:: Written tasks ::
A. In three sentences, what does the pNFS patch review thread say?
B. Could you continue the pNFS patch review thread from the point where it stops?

:: Excerpt ::
==*==

[pnfs] [PATCH 06/10] pnfs: Isolate odirect rpc read/write/commit execution.

Benny Halevy bhalevy at panasas.com
Thu Jul 10 02:14:22 EDT 2008


On Jul. 10, 2008, 8:16 +0300, Dean Hildebrand <seattleplus at gmail.com> wrote:
> 
> Benny Halevy wrote:
>> On Jul. 09, 2008, 0:54 +0300, Dean Hildebrand <seattleplus at gmail.com> wrote:
>>   
>>> This patch helps prepare for pNFS, which may not use rpc.
>>>
>>> Signed-off-by: Dean Hildebrand <dhildeb at us.ibm.com>
>>> ---
>>>  fs/nfs/direct.c |  164 ++++++++++++++++++++++++++++++++-----------------------
>>>  1 files changed, 96 insertions(+), 68 deletions(-)
>>>
>>> diff --git a/fs/nfs/direct.c b/fs/nfs/direct.c
>>> index ada71d5..854ed47 100644
>>> --- a/fs/nfs/direct.c
>>> +++ b/fs/nfs/direct.c
>>> @@ -266,6 +266,40 @@ static const struct rpc_call_ops nfs_read_direct_ops = {
>>>  	.rpc_release = nfs_direct_read_release,
>>>  };
>>>  
>>> +static long nfs_direct_read_execute(struct nfs_read_data *data,
>>> +				    struct rpc_task_setup *task_setup_data,
>>> +				    struct rpc_message *msg)
>>> +{
>>> +	struct inode *inode = data->inode;
>>> +	struct rpc_task *task;
>>> +	long err;
>>> +
>>> +	msg->rpc_argp = &data->args;
>>> +	msg->rpc_resp = &data->res;
>>> +
>>> +	task_setup_data->task = &data->task;
>>> +	task_setup_data->callback_data = data;
>>> +	NFS_PROTO(inode)->read_setup(data, msg);
>>> +
>>> +	task = rpc_run_task(task_setup_data);
>>> +	err = IS_ERR(task);
>>> +	if (err)
>>> +		goto out;
>>>     
>> doing the following will percolate the error code up to the caller:
>>
>> 	if (IS_ERR(task))
>> 		return PTR_ERR(task);
>>   
> This would change current nfs behavior as it seems the function always 
> wants to return EFAULT in this case.  Not sure if this was intentional 
> by Trond or not, but I'd rather move the change into a different patch 
> if you send this to Trond.

Actually, I was suggesting to return the error (rather than effectively
a boolean status) only from nfs_direct_read_execute and not from
nfs_direct_read_schedule_segment so not to change externally visible
behavior...

>>   
>>> +
>>> +	rpc_put_task(task);
>>> +
>>> +	dprintk("NFS: %5u initiated direct read call "

==*==

:: Raw records ::

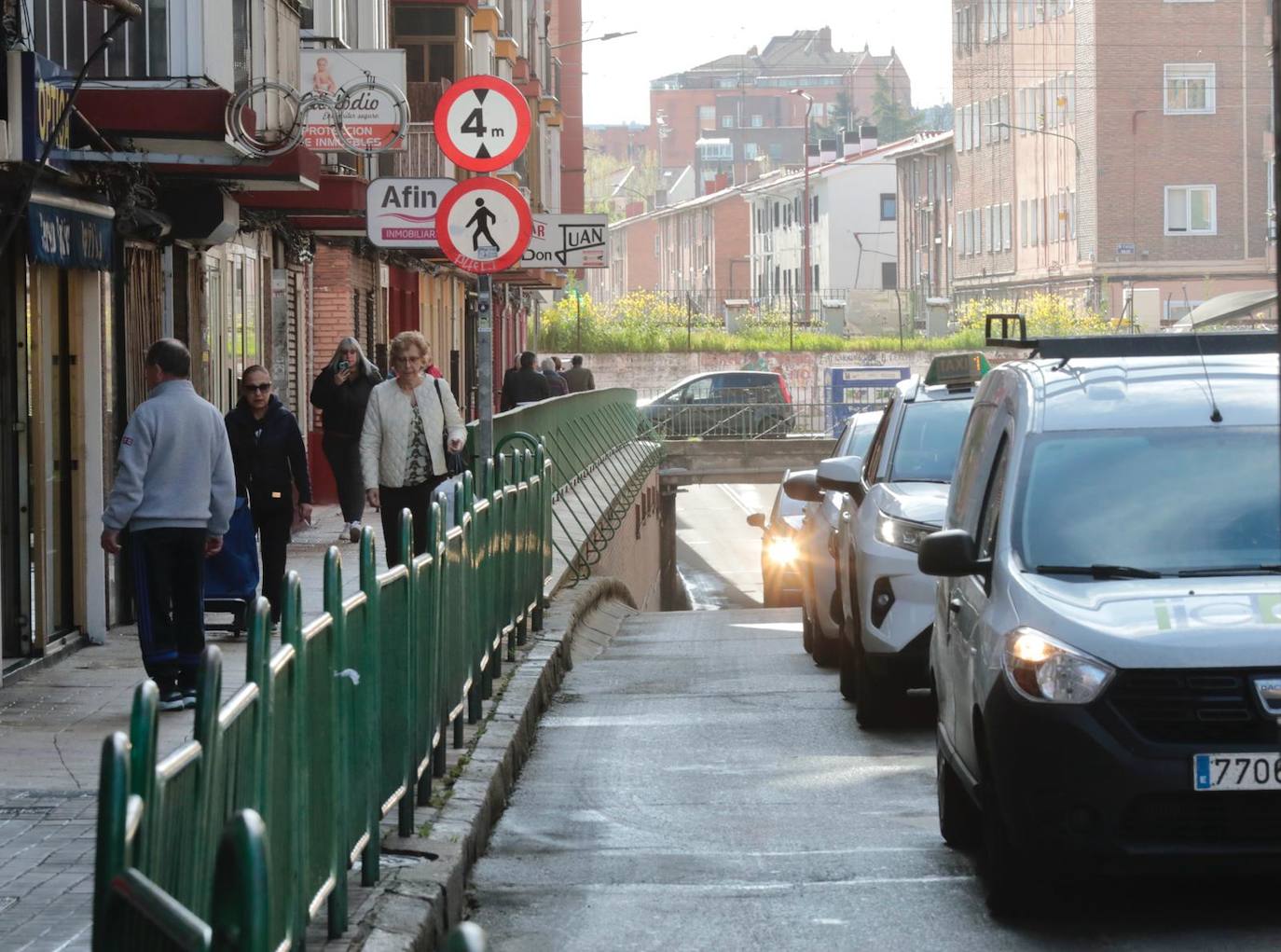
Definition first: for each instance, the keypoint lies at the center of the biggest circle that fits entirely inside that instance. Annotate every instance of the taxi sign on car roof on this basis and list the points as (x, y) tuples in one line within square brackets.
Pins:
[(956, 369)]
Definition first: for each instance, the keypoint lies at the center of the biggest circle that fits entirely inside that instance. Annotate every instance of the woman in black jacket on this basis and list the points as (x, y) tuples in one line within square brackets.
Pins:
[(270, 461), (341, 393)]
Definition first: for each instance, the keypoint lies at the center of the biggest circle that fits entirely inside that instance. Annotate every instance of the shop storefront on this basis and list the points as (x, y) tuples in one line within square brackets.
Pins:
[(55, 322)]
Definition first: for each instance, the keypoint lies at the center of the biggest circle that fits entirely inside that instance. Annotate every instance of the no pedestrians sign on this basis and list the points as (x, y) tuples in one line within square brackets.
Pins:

==*==

:: Per-task answers ::
A. Dean Hildebrand's patch 06/10 isolates the odirect rpc read/write/commit execution in fs/nfs/direct.c to help prepare for pNFS, which may not use rpc. Benny Halevy suggested that returning PTR_ERR(task) when IS_ERR(task) is true would percolate the error code up to the caller, but Dean replied that this would change current nfs behavior, since the function seems to always want to return EFAULT in that case, and he would rather move such a change into a different patch. Benny clarified that he meant returning the error only from nfs_direct_read_execute and not from nfs_direct_read_schedule_segment, so as not to change externally visible behavior.

B.
>>> +		"(req %s/%lld, %u bytes @ offset %llu)\n",
>>> +		data->task.tk_pid,
>>> +		inode->i_sb->s_id,
>>> +		(long long)NFS_FILEID(inode),
>>> +		data->args.count,
>>> +		(unsigned long long)data->args.offset);
>>> +
>>> +out:
>>> +	return err;
>>>     
>> 	return 0;
>> 	(cont. to the above)
>>   
>>> +}
>>> +
>>>  /*
>>>   * For each rsize'd chunk of the user's buffer, dispatch an NFS READ
>>>   * operation.  If nfs_readdata_alloc() or get_user_pages() fails,
>>> @@ -282,7 +316,6 @@ static ssize_t nfs_direct_read_schedule_segment(struct nfs_direct_req *dreq,
>>>  	unsigned long user_addr = (unsigned long)iov->iov_base;
>>>  	size_t count = iov->iov_len;
>>>  	size_t rsize = NFS_SERVER(inode)->rsize;
>>> -	struct rpc_task *task;
>>>  	struct rpc_message msg = {
>>>  		.rpc_cred = ctx->cred,
>>>  	};
>>> @@ -343,25 +376,9 @@ static ssize_t nfs_direct_read_schedule_segment(struct nfs_direct_req *dreq,
>>>  		data->res.fattr = &data->fattr;
>>>  		data->res.eof = 0;
>>>  		data->res.count = bytes;
>>> -		msg.rpc_argp = &data->args;
>>> -		msg.rpc_resp = &data->res;
>>> -
>>> -		task_setup_data.task = &data->task;
>>> -		task_setup_data.callback_data = data;
>>> -		NFS_PROTO(inode)->read_setup(data, &msg);
>>> -
>>> -		task = rpc_run_task(&task_setup_data);
>>> -		if (IS_ERR(task))
>>> -			break;
>>> -		rpc_put_task(task);
>>>  
>>> -		dprintk("NFS: %5u initiated direct read call "
>>> -			"(req %s/%Ld, %zu bytes @ offset %Lu)\n",
>>> -				data->task.tk_pid,
>>> -				inode->i_sb->s_id,
>>> -				(long long)NFS_FILEID(inode),
>>> -				bytes,
>>> -				(unsigned long long)data->args.offset);
>>> +		if (nfs_direct_read_execute(data, &task_setup_data, &msg))
>>> +		    break;
>>>     
>> 		^^^^
>> 		this should be a tab (I'll fix that up when submitting)
>>   
> oops, thanks.
>>>  		started += bytes;
>>>  		user_addr += bytes;
>>> @@ -447,12 +464,15 @@ static void nfs_direct_free_writedata(struct nfs_direct_req *dreq)
>>>  }
>>>  
>>>  #if defined(CONFIG_NFS_V3) || defined(CONFIG_NFS_V4)
>>> +static long nfs_direct_write_execute(struct nfs_write_data *data,
>>> +				     struct rpc_task_setup *task_setup_data,
>>> +				     struct rpc_message *msg);
>>> +
>>>  static void nfs_direct_write_reschedule(struct nfs_direct_req *dreq)
>>>  {
>>>  	struct inode *inode = dreq->inode;
>>>  	struct list_head *p;
>>>  	struct nfs_write_data *data;
>>> -	struct rpc_task *task;
>>>  	struct rpc_message msg = {
>>>  		.rpc_cred = dreq->ctx->cred,
>>>  	};
>>> @@ -485,25 +505,7 @@ static void nfs_direct_write_reschedule(struct nfs_direct_req *dreq)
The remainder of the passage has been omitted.